PROBLEM STATEMENT: Report every line of the records that contains the word "window", copying each line in full.
┄┄┄┄┄┄┄┄┄┄┄┄┄┄┄┄┄┄┄┄
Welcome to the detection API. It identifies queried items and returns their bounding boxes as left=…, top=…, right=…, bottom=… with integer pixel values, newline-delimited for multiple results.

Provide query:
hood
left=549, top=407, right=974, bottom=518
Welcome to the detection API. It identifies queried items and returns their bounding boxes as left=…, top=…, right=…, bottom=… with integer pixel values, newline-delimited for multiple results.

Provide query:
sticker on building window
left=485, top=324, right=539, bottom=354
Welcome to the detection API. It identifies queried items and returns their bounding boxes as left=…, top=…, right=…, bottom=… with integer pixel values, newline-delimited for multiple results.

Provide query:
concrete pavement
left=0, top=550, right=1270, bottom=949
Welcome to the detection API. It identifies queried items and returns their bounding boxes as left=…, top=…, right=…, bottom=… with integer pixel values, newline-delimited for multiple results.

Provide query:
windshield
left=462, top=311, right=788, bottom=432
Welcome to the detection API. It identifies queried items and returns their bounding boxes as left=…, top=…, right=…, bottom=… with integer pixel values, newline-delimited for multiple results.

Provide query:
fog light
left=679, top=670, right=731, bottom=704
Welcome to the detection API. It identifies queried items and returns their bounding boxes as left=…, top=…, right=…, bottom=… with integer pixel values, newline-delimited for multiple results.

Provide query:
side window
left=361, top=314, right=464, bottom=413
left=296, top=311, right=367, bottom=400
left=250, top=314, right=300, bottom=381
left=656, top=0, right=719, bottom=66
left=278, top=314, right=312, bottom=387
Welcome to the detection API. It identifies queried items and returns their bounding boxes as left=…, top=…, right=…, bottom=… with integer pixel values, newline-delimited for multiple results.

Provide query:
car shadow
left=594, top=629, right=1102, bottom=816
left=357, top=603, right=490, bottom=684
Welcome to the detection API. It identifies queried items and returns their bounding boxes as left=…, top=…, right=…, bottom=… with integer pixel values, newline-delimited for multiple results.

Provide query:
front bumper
┄┄┄┄┄┄┄┄┄┄┄┄┄┄┄┄┄┄┄┄
ANSWER TO THIS EXERCISE:
sticker on building window
side window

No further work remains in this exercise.